An exact copy of all entries is the expected answer.
..........
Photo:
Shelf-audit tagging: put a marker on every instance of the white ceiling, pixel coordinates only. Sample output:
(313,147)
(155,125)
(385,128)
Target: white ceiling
..........
Written solution
Photo:
Shelf-audit tagging: put a marker on every instance of the white ceiling, pixel coordinates only. Sample output:
(313,147)
(155,125)
(385,128)
Target: white ceiling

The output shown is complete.